Return all entries below exactly. Skip nothing.

== Segment start ==

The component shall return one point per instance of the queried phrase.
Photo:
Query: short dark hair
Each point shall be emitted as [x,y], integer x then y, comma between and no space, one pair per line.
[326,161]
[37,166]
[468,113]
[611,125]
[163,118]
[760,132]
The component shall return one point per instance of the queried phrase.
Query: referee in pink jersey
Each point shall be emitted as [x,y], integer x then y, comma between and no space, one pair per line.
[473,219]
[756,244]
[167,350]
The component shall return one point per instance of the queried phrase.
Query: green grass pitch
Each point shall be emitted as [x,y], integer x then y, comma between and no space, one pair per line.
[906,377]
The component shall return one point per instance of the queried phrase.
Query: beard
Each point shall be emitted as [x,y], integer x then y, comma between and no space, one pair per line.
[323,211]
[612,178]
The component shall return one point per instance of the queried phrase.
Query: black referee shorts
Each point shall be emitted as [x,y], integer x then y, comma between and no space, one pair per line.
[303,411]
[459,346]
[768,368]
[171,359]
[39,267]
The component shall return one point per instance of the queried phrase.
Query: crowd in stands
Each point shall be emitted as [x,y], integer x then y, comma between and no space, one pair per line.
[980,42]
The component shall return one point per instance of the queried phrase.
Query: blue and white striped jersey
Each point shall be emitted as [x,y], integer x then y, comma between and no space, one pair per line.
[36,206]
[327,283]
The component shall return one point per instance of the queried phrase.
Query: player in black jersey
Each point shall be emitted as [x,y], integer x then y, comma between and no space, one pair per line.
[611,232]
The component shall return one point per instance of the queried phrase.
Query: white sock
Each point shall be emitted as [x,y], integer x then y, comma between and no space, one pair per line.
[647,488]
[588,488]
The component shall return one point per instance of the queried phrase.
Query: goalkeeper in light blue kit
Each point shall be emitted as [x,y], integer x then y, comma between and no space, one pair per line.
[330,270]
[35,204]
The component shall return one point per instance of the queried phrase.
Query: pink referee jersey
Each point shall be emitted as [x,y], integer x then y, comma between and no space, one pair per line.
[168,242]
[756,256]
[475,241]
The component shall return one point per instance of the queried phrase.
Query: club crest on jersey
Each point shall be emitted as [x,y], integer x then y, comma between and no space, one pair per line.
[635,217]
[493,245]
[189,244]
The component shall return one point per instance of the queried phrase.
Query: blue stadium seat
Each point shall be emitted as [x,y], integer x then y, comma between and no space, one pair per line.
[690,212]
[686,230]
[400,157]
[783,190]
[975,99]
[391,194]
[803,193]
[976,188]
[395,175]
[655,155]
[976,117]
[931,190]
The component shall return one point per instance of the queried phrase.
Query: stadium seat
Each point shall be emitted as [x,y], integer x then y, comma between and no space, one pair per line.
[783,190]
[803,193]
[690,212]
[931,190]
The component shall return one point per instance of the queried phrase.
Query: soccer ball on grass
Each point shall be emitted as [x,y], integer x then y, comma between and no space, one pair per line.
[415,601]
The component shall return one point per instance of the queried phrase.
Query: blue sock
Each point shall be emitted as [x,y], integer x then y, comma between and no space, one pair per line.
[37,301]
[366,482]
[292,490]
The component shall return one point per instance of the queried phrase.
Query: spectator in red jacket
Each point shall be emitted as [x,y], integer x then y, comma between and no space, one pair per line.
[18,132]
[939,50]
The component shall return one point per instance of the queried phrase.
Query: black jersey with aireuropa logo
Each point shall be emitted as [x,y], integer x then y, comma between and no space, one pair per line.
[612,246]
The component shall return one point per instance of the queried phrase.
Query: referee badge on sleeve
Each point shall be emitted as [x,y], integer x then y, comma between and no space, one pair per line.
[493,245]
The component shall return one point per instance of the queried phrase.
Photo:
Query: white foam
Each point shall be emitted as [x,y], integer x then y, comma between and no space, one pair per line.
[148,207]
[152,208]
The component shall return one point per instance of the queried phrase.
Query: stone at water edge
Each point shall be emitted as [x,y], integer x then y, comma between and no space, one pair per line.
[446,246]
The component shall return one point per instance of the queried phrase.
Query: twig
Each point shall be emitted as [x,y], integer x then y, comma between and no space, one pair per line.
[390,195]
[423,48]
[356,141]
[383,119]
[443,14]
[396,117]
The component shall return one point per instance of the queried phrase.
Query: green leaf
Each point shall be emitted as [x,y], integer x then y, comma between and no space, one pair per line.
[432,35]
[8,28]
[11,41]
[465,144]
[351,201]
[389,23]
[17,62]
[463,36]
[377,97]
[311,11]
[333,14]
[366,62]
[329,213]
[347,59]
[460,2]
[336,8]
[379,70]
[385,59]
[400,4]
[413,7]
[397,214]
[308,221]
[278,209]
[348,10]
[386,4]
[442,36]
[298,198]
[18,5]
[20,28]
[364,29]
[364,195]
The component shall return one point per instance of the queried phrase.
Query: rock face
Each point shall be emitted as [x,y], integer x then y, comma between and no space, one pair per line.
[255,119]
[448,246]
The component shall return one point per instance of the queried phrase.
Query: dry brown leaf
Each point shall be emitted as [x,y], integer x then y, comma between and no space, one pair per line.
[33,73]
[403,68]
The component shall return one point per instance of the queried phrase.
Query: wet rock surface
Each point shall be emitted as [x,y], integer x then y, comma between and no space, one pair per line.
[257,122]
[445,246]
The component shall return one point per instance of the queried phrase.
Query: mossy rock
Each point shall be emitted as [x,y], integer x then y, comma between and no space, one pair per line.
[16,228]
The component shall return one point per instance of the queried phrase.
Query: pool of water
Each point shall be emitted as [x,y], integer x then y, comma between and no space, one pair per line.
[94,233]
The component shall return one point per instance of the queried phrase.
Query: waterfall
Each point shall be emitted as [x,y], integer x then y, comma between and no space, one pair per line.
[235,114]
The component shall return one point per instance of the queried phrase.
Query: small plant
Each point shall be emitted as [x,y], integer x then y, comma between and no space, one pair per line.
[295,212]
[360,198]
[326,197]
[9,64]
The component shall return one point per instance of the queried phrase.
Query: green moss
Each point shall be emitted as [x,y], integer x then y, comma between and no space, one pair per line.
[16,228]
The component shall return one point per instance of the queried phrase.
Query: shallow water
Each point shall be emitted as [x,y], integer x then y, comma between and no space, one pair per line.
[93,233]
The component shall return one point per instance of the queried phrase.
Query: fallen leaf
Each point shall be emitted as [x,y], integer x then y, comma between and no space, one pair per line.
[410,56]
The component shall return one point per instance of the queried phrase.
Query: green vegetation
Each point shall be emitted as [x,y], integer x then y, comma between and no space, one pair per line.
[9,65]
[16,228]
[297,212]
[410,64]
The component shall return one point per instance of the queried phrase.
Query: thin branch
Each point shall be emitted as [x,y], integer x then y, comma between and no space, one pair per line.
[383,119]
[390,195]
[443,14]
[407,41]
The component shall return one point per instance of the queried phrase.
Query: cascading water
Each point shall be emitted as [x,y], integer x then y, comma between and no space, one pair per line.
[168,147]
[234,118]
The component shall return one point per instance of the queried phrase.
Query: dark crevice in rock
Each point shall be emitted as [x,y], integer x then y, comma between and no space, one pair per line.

== Segment end ==

> _ANSWER BOX_:
The component shall return one point per instance of the queried phrase.
Photo:
Query: short dark hair
Each point shall be emitted as [x,y], integer x then y, comma between and no space, one pair per line.
[326,161]
[37,166]
[468,113]
[611,125]
[163,118]
[760,132]
The component shall return one point per instance of the queried phrase.
Query: referee in pink jersey
Each point shall be emitted as [x,y], integer x then y, comma between and no space, one pair per line.
[473,219]
[756,244]
[167,350]
The component shall return one point per instance of the queried phrase.
Query: green grass pitch
Each point shall be emitted as [x,y], integer x then y, comma between and no space, one pair per line.
[906,377]
The component shall return one point per instance of the queried phrase.
Query: beard
Each point shall be emitted as [x,y], integer x then y, comma between and no space, one pair per line.
[323,211]
[612,178]
The component shall return one point per instance of the queried phrase.
Query: black referee shorts
Each point shall be emitted as [x,y], integer x then y, comma between and no space, one pair per line.
[303,411]
[459,346]
[768,368]
[171,359]
[39,267]
The component shall return one point per instance of the queried phrase.
Query: crowd in stands
Each point shall be emitted as [x,y], integer x then y, comma between and no space, one pair per line.
[980,42]
The component shall return one point per instance of the queried phrase.
Query: blue and white striped jersey
Each point shall be emitted as [x,y], integer x then y, comma between and no space, one pair per line.
[36,206]
[327,283]
The component shall return one point per instance of the queried phrase.
Query: player in black jersey
Each point shall be emitted as [x,y], integer x then y, comma between and no space, one pair per line.
[611,232]
The component shall return one point per instance of the queried phrase.
Query: white sock
Each point shall be emitted as [x,y], integer x then y, comma between and no space, one pair per line.
[647,488]
[588,488]
The component shall return one point per instance of the queried phrase.
Query: goalkeeper in light blue kit
Each point shall be emitted as [x,y], integer x then y, comma between and no space, one pair per line.
[330,270]
[35,204]
The component shall return one point per instance of the queried phrase.
Query: pink referee jersey
Each point shall be emitted as [x,y], integer x then y, comma between and no space, one pair per line.
[168,242]
[756,256]
[475,241]
The component shall return one point per instance of the queried phrase.
Query: club crest on jersey
Each point shall be emitted as [x,y], integer x then y, comma between and no space, one pair per line.
[635,217]
[493,245]
[189,244]
The component shall return one point per instance of the queried phrase.
Query: blue stadium seat
Each point shall be emitted as [x,y], integer x then y, comma between and no space, one pair per line.
[690,212]
[686,230]
[400,157]
[783,190]
[975,99]
[391,194]
[803,193]
[976,188]
[395,175]
[655,155]
[976,117]
[931,190]
The component shall return one point per instance of the queried phrase.
Query: stadium seat
Each point shall be emitted as [x,y], integer x then y, comma between and no space, one pair per line.
[783,190]
[803,193]
[690,212]
[931,190]
The component shall return one point per instance of the queried phrase.
Query: soccer ball on grass
Each point shall be emitted as [x,y], integer x then y, comma between and no space, one pair per line.
[415,601]
The component shall return one point per instance of the queried phrase.
Query: blue sock
Each point shall be emitted as [x,y], integer x then y, comma between and no space, one pair per line.
[37,301]
[366,482]
[292,490]
The component shall return one point per instance of the queried phrase.
Query: spectator in red jacket
Each point shall be emitted as [x,y], integer x then y, comma between and no space, one pair per line.
[18,132]
[939,50]
The component shall return one point per instance of the queried phrase.
Query: black jersey with aireuropa logo
Each point shall be emitted as [x,y], integer x then y, comma between and no space, one pair per line.
[612,246]
The component shall return one point per instance of the queried phrase.
Query: referee badge on sleeve
Each point shall be emitted as [x,y], integer x then y, comma between and no space, one pair per line.
[493,245]
The component shall return one point per instance of the queried phrase.
Photo:
Query: white foam
Each point shall be emitted as [x,y], integer x then y, comma between and no space, one pair per line.
[148,207]
[152,208]
The component shall return one point per instance of the queried phrase.
Query: stone at water edge
Each point shall be emitted as [x,y], integer x then y, comma between and no space, one pair per line.
[446,246]
The component shall return one point per instance of the queried phrase.
Query: twig
Each point shall be emitted as [x,y], integer x then y, comma between and no space, one pair per line.
[390,195]
[423,48]
[356,141]
[383,119]
[443,14]
[396,117]
The component shall return one point per instance of the queried phrase.
Query: green leaf
Each point shall be emitted as [x,y], integer x then y, comma between and no space, one pair per line.
[432,35]
[8,28]
[11,41]
[465,144]
[351,201]
[389,23]
[17,62]
[463,36]
[377,97]
[311,11]
[333,14]
[366,62]
[329,213]
[347,59]
[460,2]
[336,8]
[379,70]
[385,59]
[400,4]
[413,7]
[397,214]
[308,221]
[278,209]
[348,10]
[386,4]
[442,36]
[298,198]
[18,5]
[20,28]
[364,29]
[364,195]
The component shall return one point per instance of the queried phrase.
Query: rock face
Each point shall be emitted as [x,y], integer x then y, comma between and no space, one pair per line.
[255,119]
[448,246]
The component shall return one point per instance of the queried phrase.
Query: dry brown leaf
Each point shall be emitted as [x,y], integer x then y, comma between and no space, one pair per line.
[33,73]
[403,68]
The component shall return one point per instance of the queried phrase.
Query: wet rock surface
Each point shall be emitted as [x,y], integer x then y, comma between and no space, one pair per line.
[257,122]
[445,246]
The component shall return one point per instance of the queried phrase.
Query: mossy rock
Each point shall be emitted as [x,y], integer x then y, comma between and no space, one pair per line.
[16,228]
The component shall return one point per instance of the queried phrase.
Query: pool of water
Each point shall be emitted as [x,y], integer x then y, comma between and no space, one pair per line.
[94,233]
The component shall return one point per instance of the queried phrase.
Query: waterfall
Each point shall be emitted as [x,y], integer x then y, comma between and no space, one pair per line.
[235,114]
The component shall return one point per instance of the queried phrase.
Query: small plant
Each point shall be emitted as [x,y], integer x then y, comma between and no space, one pair per line.
[295,212]
[360,198]
[326,197]
[9,64]
The component shall return one point per instance of the queried phrase.
Query: green moss
Each point shall be emitted as [x,y], integer x then y, comma between and no space, one pair per line.
[16,228]
The component shall return one point per instance of the queried phrase.
Query: shallow water
Each point shall be emitted as [x,y], integer x then y, comma between and no space, one pair per line.
[93,233]
The component shall return one point per instance of the queried phrase.
Query: fallen leaf
Each point shall be emitted as [x,y], integer x then y, comma between and no space, one pair per line.
[410,56]
The component shall return one point per instance of the queried phrase.
Query: green vegetation
Each point shall be emitted as [x,y], integer x then y, comma between and no space, one pair per line.
[9,65]
[16,228]
[297,212]
[410,64]
The component shall return one point per instance of the queried phrase.
Query: thin branch
Each point shall be emitted as [x,y], integer x then y, comma between and no space, one pair per line.
[383,119]
[390,195]
[443,14]
[407,41]
The component shall return one point per instance of the queried phrase.
Query: cascading water
Each point shall be emitted as [x,y], integer x then y, comma between and no space, one pair per line.
[168,147]
[234,118]
The component shall return one point per instance of the queried phrase.
Query: dark crevice in rock
Each point shall be emitted as [x,y], integer x then y, comma between and no space, one pair per line.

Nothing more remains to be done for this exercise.